==== MATERIAL

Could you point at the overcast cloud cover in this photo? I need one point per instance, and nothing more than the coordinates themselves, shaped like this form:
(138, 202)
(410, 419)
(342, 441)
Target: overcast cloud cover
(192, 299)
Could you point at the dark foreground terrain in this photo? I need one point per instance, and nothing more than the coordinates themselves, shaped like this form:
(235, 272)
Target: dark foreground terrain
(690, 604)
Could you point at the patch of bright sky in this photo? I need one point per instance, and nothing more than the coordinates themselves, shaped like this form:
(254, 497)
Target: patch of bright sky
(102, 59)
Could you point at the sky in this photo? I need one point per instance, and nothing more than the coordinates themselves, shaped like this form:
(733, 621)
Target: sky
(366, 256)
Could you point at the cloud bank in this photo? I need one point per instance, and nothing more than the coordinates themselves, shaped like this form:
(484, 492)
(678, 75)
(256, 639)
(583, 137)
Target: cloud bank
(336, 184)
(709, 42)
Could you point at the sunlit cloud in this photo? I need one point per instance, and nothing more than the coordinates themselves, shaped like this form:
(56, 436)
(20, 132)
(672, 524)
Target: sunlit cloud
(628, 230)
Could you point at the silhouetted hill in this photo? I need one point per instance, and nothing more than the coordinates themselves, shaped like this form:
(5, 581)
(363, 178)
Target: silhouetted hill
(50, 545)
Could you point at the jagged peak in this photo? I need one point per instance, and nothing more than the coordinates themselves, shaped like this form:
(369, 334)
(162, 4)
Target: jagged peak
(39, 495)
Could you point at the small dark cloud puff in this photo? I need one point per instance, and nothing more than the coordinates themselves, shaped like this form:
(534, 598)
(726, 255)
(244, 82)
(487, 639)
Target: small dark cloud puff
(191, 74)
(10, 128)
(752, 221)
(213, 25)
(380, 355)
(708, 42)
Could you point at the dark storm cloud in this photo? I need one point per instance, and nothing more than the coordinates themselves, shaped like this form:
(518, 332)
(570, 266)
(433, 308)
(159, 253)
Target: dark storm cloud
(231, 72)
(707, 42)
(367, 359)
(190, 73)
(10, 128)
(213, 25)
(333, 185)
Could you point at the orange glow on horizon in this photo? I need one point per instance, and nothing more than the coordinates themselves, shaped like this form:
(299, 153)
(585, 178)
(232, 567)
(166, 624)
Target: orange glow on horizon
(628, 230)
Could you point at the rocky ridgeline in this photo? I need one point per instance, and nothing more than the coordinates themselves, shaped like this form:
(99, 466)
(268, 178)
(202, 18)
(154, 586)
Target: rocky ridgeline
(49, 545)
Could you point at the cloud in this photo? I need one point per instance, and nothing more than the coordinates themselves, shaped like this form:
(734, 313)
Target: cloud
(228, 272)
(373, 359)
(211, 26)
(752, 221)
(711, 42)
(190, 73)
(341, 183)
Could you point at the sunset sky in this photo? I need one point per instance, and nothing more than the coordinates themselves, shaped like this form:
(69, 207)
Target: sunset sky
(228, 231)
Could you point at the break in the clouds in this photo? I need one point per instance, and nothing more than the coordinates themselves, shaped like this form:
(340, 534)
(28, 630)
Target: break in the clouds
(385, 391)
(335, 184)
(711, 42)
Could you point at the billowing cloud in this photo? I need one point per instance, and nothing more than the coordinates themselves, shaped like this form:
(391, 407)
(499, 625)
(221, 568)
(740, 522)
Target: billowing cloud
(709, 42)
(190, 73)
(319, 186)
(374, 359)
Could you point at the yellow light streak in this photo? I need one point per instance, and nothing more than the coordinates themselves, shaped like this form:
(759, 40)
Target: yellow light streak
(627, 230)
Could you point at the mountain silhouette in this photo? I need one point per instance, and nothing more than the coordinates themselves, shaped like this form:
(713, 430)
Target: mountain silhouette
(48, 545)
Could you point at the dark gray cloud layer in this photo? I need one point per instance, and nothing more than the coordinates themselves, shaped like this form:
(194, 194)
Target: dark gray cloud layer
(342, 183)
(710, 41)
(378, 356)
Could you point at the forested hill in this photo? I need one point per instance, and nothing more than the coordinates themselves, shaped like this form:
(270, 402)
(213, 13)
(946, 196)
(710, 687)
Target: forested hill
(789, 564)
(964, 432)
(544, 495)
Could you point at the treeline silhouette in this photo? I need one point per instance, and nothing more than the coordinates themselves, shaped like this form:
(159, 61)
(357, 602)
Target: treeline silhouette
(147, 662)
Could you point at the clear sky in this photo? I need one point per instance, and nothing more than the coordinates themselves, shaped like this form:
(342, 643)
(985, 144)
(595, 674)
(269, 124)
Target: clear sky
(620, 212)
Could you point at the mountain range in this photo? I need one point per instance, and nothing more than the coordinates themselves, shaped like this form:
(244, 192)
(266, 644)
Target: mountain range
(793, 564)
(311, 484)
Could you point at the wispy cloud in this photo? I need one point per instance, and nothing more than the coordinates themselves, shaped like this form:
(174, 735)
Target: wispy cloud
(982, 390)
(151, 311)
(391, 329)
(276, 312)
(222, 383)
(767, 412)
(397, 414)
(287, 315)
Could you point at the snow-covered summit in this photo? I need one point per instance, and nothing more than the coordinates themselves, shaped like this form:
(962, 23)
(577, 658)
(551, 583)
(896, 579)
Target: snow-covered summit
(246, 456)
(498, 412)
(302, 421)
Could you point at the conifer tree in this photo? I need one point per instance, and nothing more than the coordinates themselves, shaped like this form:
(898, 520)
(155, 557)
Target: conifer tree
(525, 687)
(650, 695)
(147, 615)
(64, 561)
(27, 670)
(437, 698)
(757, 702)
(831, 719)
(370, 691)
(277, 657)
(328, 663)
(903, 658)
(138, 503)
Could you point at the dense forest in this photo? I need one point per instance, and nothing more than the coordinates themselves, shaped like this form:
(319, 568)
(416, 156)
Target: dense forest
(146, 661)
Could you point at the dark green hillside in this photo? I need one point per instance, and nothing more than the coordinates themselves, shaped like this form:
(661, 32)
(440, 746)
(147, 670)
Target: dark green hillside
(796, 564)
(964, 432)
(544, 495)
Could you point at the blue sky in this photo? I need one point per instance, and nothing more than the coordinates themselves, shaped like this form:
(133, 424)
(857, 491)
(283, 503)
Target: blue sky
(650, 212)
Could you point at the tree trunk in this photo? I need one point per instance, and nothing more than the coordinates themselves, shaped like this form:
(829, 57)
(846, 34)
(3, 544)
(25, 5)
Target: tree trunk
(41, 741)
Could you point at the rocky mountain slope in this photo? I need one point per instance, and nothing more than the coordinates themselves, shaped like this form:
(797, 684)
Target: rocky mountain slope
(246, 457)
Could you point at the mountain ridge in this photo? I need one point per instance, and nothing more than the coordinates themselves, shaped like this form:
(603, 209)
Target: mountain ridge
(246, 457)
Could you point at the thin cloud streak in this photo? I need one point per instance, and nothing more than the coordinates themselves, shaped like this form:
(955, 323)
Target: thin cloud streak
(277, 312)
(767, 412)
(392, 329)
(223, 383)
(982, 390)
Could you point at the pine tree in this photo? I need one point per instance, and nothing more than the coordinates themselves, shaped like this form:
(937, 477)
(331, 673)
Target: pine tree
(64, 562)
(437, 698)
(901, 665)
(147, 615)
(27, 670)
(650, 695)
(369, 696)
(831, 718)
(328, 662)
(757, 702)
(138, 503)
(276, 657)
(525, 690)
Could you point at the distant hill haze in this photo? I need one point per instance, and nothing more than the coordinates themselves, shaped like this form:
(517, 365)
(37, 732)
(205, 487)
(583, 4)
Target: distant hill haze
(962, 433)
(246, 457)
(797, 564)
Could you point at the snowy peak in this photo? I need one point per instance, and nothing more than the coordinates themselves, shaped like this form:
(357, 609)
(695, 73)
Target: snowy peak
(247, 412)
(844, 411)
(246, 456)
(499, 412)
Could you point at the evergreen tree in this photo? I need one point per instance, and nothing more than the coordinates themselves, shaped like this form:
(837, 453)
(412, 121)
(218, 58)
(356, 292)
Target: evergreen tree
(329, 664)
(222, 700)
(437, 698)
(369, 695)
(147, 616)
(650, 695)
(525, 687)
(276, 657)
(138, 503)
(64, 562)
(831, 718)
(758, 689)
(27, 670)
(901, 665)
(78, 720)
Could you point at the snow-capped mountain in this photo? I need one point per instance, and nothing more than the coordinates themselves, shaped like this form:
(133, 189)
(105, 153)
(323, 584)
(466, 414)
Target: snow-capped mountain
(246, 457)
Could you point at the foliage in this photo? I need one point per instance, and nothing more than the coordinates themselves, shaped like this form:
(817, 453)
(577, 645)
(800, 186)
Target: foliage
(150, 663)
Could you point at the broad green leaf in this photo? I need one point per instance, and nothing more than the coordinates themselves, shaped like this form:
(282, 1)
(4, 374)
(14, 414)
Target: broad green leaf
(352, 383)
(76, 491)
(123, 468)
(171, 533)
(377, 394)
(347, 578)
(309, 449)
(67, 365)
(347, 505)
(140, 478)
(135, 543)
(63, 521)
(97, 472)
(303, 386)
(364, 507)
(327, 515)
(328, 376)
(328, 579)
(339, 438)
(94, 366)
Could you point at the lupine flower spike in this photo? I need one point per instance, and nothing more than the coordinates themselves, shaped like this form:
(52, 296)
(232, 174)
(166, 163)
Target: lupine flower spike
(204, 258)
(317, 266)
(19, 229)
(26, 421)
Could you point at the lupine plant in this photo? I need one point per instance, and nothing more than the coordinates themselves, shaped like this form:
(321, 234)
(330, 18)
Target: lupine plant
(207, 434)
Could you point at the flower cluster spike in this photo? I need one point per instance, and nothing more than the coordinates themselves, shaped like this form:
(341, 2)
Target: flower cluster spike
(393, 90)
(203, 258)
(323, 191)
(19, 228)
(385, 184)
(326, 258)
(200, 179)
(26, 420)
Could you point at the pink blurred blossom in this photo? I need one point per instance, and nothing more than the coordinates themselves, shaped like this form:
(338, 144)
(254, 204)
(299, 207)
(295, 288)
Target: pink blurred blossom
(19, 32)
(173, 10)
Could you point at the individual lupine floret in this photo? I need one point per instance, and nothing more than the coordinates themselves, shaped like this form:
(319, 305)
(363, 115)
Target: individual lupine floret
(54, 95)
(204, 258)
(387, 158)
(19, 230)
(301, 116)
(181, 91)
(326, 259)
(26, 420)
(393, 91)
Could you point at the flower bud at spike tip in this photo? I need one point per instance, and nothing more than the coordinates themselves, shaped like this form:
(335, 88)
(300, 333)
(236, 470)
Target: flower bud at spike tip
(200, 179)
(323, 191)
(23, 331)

========

### JOB
The lines to reproduce run from the one that contains "Could you point at the broad" through the last line above; copy them exactly.

### SOLUTION TO THIS PROBLEM
Could you point at the broad green leaf in this photo? I need one point per instance, and nothing more than the coordinates themselves, shaped like this form:
(282, 1)
(4, 374)
(14, 414)
Target: broad green leaf
(352, 383)
(76, 491)
(123, 468)
(171, 533)
(377, 394)
(347, 578)
(309, 449)
(67, 365)
(347, 505)
(140, 478)
(135, 543)
(63, 521)
(97, 472)
(303, 386)
(364, 507)
(327, 515)
(328, 376)
(328, 579)
(339, 438)
(94, 366)
Could you point at the lupine flower spike in this photo? I need one point per instance, and nothing more than the coordinates themselves, shaped like this form:
(52, 296)
(232, 174)
(166, 163)
Target: lupine flower spike
(204, 258)
(317, 266)
(19, 229)
(26, 421)
Could you point at the lupine plant in this photo? I need one point per instance, and nothing more than the coordinates themselves, shaped like this form:
(321, 234)
(330, 18)
Target: lupine plant
(207, 434)
Could you point at the flower cluster spike in this photo? I need one point per instance, and nothing more than the coordinates themselves, shaped like this form:
(341, 2)
Target: flower cluster spike
(393, 90)
(203, 258)
(323, 191)
(19, 228)
(385, 184)
(326, 258)
(200, 179)
(26, 420)
Could you point at the pink blurred blossom in this photo? I need one point per instance, and nothing more than the coordinates themselves, shaped like this form:
(338, 144)
(254, 204)
(299, 207)
(295, 288)
Target: pink blurred blossom
(19, 32)
(173, 10)
Could you point at the individual lupine floret in this photo? I need one point per instance, and nothing more than the coordinates themselves, shaped like this form:
(319, 305)
(363, 115)
Target: individual lupine floret
(54, 95)
(204, 258)
(387, 158)
(19, 230)
(301, 116)
(181, 91)
(326, 259)
(26, 420)
(393, 91)
Could you point at the flower bud at spike tip in this photo? I need one point per instance, and nothing more than the coordinates themselves, shaped like this form:
(335, 88)
(300, 333)
(236, 470)
Target: flower bud at spike tip
(200, 179)
(323, 191)
(23, 331)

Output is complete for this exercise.